## Written request:
Retype only what runs from the line that contains "If you could pin the bird's tail" through the last line of the listing below, both lines included.

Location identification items
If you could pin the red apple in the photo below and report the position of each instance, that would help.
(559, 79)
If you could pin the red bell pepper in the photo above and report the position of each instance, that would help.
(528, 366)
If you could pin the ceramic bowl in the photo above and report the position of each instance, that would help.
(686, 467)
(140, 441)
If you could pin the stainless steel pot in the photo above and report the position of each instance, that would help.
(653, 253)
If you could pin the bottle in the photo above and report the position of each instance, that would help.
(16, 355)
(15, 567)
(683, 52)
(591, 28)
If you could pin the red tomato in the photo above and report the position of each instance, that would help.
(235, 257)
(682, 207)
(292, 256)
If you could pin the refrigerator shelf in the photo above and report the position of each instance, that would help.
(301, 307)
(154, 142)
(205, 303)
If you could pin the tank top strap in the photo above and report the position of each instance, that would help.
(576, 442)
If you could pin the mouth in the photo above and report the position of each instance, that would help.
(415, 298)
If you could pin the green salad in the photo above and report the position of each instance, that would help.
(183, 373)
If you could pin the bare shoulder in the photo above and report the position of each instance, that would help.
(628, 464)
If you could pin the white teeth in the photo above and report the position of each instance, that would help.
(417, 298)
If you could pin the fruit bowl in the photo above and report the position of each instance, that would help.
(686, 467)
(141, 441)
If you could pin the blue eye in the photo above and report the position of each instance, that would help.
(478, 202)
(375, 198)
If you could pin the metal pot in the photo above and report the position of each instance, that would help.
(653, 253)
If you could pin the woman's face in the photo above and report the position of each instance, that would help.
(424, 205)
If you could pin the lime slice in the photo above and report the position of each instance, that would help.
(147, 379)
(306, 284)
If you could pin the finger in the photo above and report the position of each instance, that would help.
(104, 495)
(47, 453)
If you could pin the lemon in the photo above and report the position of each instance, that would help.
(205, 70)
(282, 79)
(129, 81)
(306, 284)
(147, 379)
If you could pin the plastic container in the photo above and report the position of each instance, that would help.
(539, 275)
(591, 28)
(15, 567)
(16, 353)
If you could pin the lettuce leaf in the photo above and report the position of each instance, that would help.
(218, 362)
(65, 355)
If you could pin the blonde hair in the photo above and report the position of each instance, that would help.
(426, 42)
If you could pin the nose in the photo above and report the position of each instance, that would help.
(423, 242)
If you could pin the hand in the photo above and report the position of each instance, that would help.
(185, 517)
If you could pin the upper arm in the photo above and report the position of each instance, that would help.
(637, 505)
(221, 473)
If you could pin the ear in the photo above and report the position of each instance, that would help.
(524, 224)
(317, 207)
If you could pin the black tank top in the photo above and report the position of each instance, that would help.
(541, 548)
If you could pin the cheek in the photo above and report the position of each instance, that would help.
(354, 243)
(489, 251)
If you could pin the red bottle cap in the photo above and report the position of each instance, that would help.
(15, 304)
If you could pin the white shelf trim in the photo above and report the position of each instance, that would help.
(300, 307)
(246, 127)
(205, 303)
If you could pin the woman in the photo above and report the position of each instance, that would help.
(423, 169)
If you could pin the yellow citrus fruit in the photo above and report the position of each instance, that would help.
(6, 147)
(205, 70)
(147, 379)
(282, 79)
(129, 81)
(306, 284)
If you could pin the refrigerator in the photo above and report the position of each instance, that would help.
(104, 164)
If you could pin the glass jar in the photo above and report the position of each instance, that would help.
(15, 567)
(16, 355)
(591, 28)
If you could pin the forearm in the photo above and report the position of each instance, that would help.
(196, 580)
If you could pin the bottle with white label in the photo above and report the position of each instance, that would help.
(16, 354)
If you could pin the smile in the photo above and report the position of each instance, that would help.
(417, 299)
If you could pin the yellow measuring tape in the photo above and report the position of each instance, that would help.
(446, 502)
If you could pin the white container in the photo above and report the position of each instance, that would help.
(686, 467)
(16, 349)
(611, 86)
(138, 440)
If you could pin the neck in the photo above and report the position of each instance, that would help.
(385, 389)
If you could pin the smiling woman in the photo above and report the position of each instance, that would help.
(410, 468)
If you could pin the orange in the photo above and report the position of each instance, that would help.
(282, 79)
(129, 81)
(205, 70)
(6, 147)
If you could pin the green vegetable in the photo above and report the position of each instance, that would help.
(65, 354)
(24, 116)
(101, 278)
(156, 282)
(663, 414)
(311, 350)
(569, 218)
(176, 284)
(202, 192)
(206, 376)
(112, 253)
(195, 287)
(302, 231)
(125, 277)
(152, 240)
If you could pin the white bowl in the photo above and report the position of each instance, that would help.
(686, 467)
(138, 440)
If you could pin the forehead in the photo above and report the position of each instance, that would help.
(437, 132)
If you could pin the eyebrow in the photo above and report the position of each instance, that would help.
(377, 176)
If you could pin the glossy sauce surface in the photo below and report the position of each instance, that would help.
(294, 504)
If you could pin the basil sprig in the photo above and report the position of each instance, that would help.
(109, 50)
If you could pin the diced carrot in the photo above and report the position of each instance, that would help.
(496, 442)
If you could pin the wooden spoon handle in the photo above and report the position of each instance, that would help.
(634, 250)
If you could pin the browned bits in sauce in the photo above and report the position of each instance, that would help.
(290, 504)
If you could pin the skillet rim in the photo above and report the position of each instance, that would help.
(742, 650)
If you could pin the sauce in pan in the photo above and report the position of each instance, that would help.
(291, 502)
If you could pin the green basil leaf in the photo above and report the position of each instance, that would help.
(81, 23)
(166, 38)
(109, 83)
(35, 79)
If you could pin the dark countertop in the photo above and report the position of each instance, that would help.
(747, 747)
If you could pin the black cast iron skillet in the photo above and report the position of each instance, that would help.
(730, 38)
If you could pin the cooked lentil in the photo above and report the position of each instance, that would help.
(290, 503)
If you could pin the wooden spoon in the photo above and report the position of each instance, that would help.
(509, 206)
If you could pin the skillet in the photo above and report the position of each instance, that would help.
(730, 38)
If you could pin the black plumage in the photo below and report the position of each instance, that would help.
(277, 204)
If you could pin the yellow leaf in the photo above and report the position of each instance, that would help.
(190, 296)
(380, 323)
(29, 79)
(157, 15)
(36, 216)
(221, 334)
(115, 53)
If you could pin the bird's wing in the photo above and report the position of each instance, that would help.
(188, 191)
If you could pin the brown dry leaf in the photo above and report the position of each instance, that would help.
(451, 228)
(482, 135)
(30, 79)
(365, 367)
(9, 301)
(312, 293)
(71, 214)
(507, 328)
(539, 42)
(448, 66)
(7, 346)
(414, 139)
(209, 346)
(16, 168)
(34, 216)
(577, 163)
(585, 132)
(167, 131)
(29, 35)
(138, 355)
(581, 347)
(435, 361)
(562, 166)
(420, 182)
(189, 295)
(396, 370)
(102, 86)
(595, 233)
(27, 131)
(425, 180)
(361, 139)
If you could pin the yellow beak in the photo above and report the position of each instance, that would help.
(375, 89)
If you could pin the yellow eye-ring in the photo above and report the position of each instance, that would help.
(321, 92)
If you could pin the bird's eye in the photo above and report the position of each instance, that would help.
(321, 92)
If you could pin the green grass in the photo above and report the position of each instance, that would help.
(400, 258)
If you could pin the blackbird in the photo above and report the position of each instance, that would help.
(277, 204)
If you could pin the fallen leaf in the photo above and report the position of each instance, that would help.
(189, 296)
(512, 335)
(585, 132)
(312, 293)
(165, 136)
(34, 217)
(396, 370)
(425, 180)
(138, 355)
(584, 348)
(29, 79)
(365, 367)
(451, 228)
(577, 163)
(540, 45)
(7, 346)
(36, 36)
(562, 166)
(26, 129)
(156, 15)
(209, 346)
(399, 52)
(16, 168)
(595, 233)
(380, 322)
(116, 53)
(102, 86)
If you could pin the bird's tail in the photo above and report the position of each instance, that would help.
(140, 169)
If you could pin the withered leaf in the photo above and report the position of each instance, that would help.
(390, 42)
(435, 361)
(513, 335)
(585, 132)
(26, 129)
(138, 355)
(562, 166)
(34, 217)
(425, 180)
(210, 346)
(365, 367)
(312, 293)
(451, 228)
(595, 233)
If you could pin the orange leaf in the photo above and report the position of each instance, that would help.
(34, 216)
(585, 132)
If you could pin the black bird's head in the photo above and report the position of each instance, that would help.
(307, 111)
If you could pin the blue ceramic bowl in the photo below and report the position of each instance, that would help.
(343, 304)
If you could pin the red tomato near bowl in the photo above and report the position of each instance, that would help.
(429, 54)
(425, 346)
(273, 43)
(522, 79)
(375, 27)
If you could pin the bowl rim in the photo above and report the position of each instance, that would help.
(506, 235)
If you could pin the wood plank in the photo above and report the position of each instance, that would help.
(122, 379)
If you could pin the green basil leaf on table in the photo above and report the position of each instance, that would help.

## Worked solution:
If you could pin the bird's tail in the photo above and report the position of each instance, that would help.
(140, 169)
If you could pin the withered leaf in the photo above and report the position of each instance, that would help.
(390, 42)
(435, 361)
(513, 335)
(585, 132)
(26, 129)
(138, 355)
(562, 166)
(34, 217)
(425, 180)
(210, 346)
(365, 367)
(312, 293)
(451, 228)
(595, 233)
If you could pin the orange leaf in the photo above and report the position of each instance, that would help.
(34, 216)
(585, 132)
If you could pin the black bird's head in the photo above and report the position of each instance, that would help.
(307, 111)
If you could pin the blue ceramic bowl in the photo below and report the position of each instance, that would help.
(343, 304)
If you could pin the red tomato near bowl in the photo above and report the position of each instance, that would help.
(429, 54)
(425, 346)
(273, 43)
(522, 79)
(375, 27)
If you could pin the bowl rim in the photo above and report the position of each instance, that would help.
(506, 235)
If you could pin the wood plank in the photo above and report the position of each instance, that would help.
(122, 379)
If you could pin the green basil leaf on table in the photo above and report the position of each instance, that would help.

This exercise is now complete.